WHAT YOU NEED TO DO
Print every entry exactly as written.

═══ DATA TO PROCESS ═══

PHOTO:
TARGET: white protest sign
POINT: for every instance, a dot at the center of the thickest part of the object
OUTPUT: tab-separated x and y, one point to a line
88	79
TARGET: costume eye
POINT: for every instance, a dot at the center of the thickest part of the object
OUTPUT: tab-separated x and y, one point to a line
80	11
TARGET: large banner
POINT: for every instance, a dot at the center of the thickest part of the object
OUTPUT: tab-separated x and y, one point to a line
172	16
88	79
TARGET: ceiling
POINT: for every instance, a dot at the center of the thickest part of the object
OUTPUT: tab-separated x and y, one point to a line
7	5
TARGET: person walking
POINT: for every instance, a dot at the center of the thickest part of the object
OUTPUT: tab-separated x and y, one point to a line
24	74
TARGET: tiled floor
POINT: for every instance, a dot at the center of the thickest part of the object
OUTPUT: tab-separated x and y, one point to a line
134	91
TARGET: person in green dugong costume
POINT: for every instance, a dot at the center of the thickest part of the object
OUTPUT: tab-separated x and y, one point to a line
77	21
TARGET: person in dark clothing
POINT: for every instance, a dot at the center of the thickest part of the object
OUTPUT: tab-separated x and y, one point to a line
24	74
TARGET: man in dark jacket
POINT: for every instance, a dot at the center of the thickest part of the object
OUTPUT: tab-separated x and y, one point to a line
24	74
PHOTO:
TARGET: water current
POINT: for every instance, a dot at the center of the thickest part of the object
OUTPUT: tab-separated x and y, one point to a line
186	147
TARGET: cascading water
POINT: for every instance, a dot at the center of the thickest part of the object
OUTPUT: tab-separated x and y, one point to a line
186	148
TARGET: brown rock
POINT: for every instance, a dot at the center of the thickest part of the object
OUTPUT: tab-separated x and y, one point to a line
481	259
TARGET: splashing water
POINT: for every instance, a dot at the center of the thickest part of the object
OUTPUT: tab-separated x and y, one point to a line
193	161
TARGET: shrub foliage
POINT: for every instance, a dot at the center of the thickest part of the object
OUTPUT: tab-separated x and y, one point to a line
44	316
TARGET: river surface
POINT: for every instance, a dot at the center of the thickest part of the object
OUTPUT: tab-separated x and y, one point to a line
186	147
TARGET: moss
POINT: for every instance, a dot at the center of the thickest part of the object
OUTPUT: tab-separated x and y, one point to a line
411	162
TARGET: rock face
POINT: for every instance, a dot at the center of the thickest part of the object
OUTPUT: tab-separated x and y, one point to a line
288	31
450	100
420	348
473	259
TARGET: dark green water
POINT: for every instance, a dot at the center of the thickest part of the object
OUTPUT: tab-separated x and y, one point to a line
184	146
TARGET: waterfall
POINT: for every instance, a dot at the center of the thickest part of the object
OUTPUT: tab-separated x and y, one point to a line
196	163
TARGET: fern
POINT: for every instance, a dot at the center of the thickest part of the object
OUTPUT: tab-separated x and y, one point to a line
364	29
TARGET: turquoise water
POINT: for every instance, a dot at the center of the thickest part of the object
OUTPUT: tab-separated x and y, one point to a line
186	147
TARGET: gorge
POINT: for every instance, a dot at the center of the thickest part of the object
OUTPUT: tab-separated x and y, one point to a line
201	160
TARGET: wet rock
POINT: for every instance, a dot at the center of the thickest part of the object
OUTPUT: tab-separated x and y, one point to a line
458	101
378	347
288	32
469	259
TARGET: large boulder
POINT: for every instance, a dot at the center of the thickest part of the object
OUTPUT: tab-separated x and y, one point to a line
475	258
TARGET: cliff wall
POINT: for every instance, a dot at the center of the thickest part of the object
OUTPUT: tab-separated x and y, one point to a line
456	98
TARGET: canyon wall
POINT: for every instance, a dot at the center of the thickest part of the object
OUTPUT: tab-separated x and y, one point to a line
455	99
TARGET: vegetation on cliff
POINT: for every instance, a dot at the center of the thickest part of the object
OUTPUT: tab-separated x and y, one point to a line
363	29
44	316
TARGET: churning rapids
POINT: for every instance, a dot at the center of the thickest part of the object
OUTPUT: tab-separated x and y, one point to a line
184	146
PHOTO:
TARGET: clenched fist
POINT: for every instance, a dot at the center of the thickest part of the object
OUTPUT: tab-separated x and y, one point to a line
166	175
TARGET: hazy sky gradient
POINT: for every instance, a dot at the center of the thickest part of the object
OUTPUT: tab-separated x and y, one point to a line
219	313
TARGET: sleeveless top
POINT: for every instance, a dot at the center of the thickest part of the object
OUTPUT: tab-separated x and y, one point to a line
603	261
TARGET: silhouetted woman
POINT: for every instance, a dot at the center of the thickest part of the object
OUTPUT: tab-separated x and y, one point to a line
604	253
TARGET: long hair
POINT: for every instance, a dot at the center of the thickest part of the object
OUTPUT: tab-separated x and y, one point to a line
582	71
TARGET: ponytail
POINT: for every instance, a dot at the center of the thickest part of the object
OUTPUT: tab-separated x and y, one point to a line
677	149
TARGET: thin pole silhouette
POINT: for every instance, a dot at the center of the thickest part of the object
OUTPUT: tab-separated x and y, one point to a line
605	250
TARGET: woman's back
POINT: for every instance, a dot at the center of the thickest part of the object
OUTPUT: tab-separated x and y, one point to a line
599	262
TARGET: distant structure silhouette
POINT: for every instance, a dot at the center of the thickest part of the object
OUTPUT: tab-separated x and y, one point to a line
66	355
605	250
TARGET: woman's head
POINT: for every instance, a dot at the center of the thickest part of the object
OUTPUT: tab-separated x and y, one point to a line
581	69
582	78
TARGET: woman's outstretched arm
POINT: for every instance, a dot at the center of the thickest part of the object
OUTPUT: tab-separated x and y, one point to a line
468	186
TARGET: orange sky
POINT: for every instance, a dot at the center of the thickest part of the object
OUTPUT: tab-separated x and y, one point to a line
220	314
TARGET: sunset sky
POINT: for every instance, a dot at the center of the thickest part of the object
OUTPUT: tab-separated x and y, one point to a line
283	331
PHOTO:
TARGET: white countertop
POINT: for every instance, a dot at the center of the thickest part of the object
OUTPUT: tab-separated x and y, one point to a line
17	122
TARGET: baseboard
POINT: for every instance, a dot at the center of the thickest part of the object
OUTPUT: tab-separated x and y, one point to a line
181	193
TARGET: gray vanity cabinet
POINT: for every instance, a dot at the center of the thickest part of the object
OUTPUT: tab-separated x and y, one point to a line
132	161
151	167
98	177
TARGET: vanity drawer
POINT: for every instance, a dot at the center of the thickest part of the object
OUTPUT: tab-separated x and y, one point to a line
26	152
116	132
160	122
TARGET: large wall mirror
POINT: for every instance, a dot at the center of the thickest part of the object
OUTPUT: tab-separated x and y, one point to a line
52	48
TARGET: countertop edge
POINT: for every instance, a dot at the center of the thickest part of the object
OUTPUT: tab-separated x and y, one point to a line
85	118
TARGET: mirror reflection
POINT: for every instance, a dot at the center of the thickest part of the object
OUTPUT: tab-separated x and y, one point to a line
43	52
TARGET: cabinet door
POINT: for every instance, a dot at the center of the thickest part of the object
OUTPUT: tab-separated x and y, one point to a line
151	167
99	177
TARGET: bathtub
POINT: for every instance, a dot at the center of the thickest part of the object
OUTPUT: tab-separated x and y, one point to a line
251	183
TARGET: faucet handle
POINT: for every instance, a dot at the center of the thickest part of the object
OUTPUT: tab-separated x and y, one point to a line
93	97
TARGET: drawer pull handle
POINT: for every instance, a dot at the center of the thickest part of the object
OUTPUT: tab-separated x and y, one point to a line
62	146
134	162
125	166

═══

WRITTEN RESPONSE
PHOTO:
TARGET: white protest sign
POINT: for every instance, a dot at the center of the thickest part of the object
OUTPUT: tab-separated x and y, one point to a line
88	79
TARGET: costume eye
POINT: for every instance, a dot at the center of the thickest part of the object
OUTPUT: tab-separated x and y, one point to a line
80	11
TARGET: large banner
POINT: for every instance, a dot at the center of the thickest part of the object
OUTPUT: tab-separated x and y, one point to a line
172	16
88	79
TARGET: ceiling
POINT: for every instance, a dot at the center of the thickest part of the object
OUTPUT: tab-separated x and y, one point to a line
7	5
TARGET: person walking
POINT: for every instance, a dot at the center of the thickest part of the object
OUTPUT: tab-separated x and y, one point to a line
24	74
TARGET: tiled floor
POINT: for every instance, a dot at the center of the thickest part of the object
OUTPUT: tab-separated x and y, one point to a line
134	91
TARGET: person in green dugong costume
POINT: for every instance, a dot at the center of the thickest part of the object
OUTPUT: tab-separated x and y, one point to a line
77	21
TARGET: person in dark clothing
POINT: for every instance, a dot at the center of the thickest part of the object
OUTPUT: tab-separated x and y, one point to a line
24	74
TARGET: man in dark jacket
POINT: for every instance, a dot at the center of the thickest part of the object
OUTPUT: tab-separated x and y, one point to a line
24	74
PHOTO:
TARGET: water current
POINT: for every instance, a dot at the center of the thickest part of the object
OUTPUT: tab-separated x and y, one point to a line
186	147
TARGET: cascading water
POINT: for every instance, a dot at the center of the thickest part of the object
OUTPUT: tab-separated x and y, one point to a line
186	148
TARGET: brown rock
POINT: for every instance, a dot at the center of the thickest part of the object
OUTPUT: tab-separated x and y, one point to a line
481	259
TARGET: splashing water
POINT: for every instance, a dot at the center of the thickest part of the object
OUTPUT: tab-separated x and y, one point to a line
193	161
TARGET: shrub foliage
POINT: for every instance, a dot at the center of the thickest part of the object
OUTPUT: tab-separated x and y, one point to a line
44	316
TARGET: river surface
POINT: for every instance, a dot at the center of the thickest part of the object
OUTPUT: tab-separated x and y, one point to a line
186	147
TARGET: moss
POINT: for every instance, a dot at the center of the thickest part of the object
OUTPUT: tab-separated x and y, one point to a line
411	162
TARGET: rock face
POINT: for every instance, a dot at the center of the thickest part of the object
OUTPUT: tab-separated x and y, one point to a line
288	31
450	100
420	348
473	259
TARGET: dark green water
POINT: for every instance, a dot at the center of the thickest part of the object
OUTPUT: tab-separated x and y, one point to a line
184	146
TARGET: waterfall
POINT: for every instance, a dot at the center of the thickest part of the object
OUTPUT: tab-separated x and y, one point to a line
196	163
TARGET: fern
POINT: for every instance, a dot at the center of the thickest part of the object
OUTPUT: tab-separated x and y, one point to a line
364	29
TARGET: turquoise water
POINT: for every instance, a dot at the center of the thickest part of the object
OUTPUT: tab-separated x and y, one point to a line
186	147
TARGET: gorge
POINT: for every instance, a dot at the center of the thickest part of the object
OUTPUT: tab-separated x and y, one point to a line
201	160
TARGET: wet rock
POINT: for every instance, a dot at the center of the thickest part of the object
OUTPUT: tab-separated x and y, one point to a line
458	101
378	347
288	32
469	259
TARGET: large boulder
POINT: for every instance, a dot at the center of the thickest part of the object
OUTPUT: tab-separated x and y, one point to a line
475	258
TARGET: cliff wall
POINT: for every instance, a dot at the center of the thickest part of the object
OUTPUT: tab-separated x and y, one point to a line
456	98
TARGET: canyon wall
POINT: for every instance, a dot at the center of the thickest part of the object
OUTPUT: tab-separated x and y, one point to a line
455	99
TARGET: vegetation on cliff
POINT: for every instance, a dot at the center of the thickest part of the object
OUTPUT: tab-separated x and y, one point to a line
363	29
44	316
TARGET: churning rapids
POINT: for every instance, a dot at the center of the thickest part of the object
OUTPUT: tab-separated x and y, one point to a line
184	146
PHOTO:
TARGET: clenched fist
POINT: for every instance, a dot at the center of the thickest part of the object
OUTPUT: tab-separated x and y, one point to a line
166	175
TARGET: hazy sky gradient
POINT: for every instance, a dot at the center of the thickest part of the object
OUTPUT: tab-separated x and y, one point to a line
219	313
TARGET: sleeveless top
POINT: for every instance, a dot at the center of the thickest part of the object
OUTPUT: tab-separated x and y, one point to a line
603	261
TARGET: silhouetted woman
POINT: for every instance, a dot at the center of the thickest part of the object
OUTPUT: tab-separated x and y, one point to a line
604	253
TARGET: long hair
POINT: for every instance, a dot at the center of the thickest part of the object
OUTPUT: tab-separated x and y, one point to a line
582	71
TARGET: ponytail
POINT: for every instance, a dot at the center of the thickest part of the object
OUTPUT: tab-separated x and y, one point to a line
677	149
TARGET: thin pole silhouette
POINT: for every instance, a dot at the center of the thickest part of the object
OUTPUT: tab-separated x and y, one point to a line
605	250
TARGET: woman's back
POINT: for every instance, a dot at the center of the thickest part of the object
OUTPUT: tab-separated x and y, one point to a line
599	262
TARGET: distant structure silhouette
POINT: for every instance, a dot at the center of the thickest part of the object
OUTPUT: tab-separated x and y, one point to a line
66	355
605	250
TARGET: woman's head
POINT: for every instance, a dot at the center of the thickest part of the object
OUTPUT: tab-separated x and y, one point to a line
581	69
582	78
TARGET: woman's outstretched arm
POINT: for every instance, a dot at the center of the thickest part of the object
OUTPUT: tab-separated x and y, one point to a line
468	186
TARGET: orange sky
POINT: for every instance, a dot at the center of the thickest part of the object
OUTPUT: tab-separated x and y, one point to a line
220	314
TARGET: sunset sky
POINT: for every instance, a dot at the center of the thickest part of the object
OUTPUT: tab-separated x and y, one point to a line
283	331
PHOTO:
TARGET: white countertop
POINT: for every instance, a dot at the center of the thickest part of the object
OUTPUT: tab-separated x and y, one point to a line
17	122
TARGET: baseboard
POINT: for every instance, a dot at the center of the thickest part of the object
OUTPUT: tab-separated x and y, one point to a line
181	193
TARGET: gray vanity cabinet
POINT: for every instance, a dot at the center of the thickest part of the object
OUTPUT: tab-separated x and y, one point to a line
132	161
151	167
98	177
TARGET: vanity drawer
POINT: for every instance, a dot at the center of the thickest part of the object
OUTPUT: tab-separated x and y, one point to a line
26	152
116	132
160	122
TARGET: large wall mirror
POINT: for every instance, a dot at the center of the thickest part of the object
OUTPUT: tab-separated x and y, one point to a line
52	48
TARGET: countertop edge
POINT: for every instance, a dot at the center of the thickest part of the object
OUTPUT: tab-separated x and y, one point to a line
85	118
TARGET: mirror reflection
POINT: for every instance, a dot at the center of the thickest part of the object
OUTPUT: tab-separated x and y, one point to a line
43	52
TARGET: cabinet door
POINT: for every instance, a dot at the center of the thickest part of the object
OUTPUT: tab-separated x and y, one point to a line
151	167
99	177
TARGET: bathtub
POINT: for every instance, a dot at the center of the thickest part of the object
OUTPUT: tab-separated x and y, one point to a line
251	183
TARGET: faucet handle
POINT: for every instance, a dot at the center of the thickest part of the object
OUTPUT: tab-separated x and y, one point to a line
93	97
TARGET: drawer pull handle
POINT: for every instance, a dot at the center of the thickest part of the object
OUTPUT: tab-separated x and y, one point to a line
62	146
134	162
125	166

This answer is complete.